◆ **PROBLEM**
Rewrite the data between the lines holding "Point out every instance of the flower bud" and "x=32, y=102", inclusive, keeping the requests and shifting every x and y coordinate in the answer points by -89. Leave the requests and their sample points unchanged, and omit the pictures.

◆ **RECORDS SHOWN**

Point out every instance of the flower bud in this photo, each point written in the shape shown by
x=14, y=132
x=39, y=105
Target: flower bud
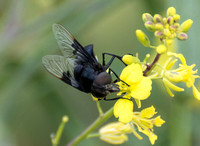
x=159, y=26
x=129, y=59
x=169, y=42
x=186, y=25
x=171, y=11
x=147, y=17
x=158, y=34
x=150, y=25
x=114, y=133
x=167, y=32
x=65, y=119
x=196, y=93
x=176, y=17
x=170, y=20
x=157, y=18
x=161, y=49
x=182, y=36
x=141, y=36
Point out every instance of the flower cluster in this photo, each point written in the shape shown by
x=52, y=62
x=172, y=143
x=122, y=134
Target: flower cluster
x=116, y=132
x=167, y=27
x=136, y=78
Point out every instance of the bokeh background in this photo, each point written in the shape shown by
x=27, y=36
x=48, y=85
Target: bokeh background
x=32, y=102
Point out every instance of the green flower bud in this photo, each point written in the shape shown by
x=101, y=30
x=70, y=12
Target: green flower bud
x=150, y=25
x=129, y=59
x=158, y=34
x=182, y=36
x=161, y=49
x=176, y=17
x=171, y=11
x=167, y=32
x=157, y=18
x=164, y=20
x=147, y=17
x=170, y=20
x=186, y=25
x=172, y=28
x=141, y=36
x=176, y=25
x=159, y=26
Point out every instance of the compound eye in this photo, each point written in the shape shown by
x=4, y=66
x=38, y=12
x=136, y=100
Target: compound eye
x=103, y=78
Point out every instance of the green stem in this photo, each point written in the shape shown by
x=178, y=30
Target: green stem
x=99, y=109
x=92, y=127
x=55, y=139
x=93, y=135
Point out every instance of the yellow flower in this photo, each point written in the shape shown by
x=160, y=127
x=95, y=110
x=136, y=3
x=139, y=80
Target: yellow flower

==

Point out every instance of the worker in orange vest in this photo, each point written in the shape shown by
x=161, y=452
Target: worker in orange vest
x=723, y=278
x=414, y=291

◆ **CORRECT OUTPUT**
Point out every instance of the flower bud in this photo, each point written in the shape shown by
x=14, y=132
x=39, y=105
Target: flower bud
x=70, y=-63
x=40, y=-30
x=80, y=-47
x=97, y=-64
x=82, y=-78
x=58, y=-72
x=69, y=-55
x=61, y=-64
x=25, y=44
x=78, y=-57
x=-24, y=30
x=107, y=4
x=87, y=-72
x=81, y=-69
x=68, y=-71
x=72, y=-40
x=93, y=-53
x=52, y=-53
Point out every instance of the flower cluster in this photo, each point written in the shape shown by
x=52, y=62
x=172, y=143
x=122, y=134
Target: flower cluster
x=27, y=43
x=78, y=-62
x=47, y=-11
Point out every instance of the bokeh background in this photo, each point written in the shape shown by
x=27, y=36
x=48, y=85
Target: bokeh background
x=-57, y=13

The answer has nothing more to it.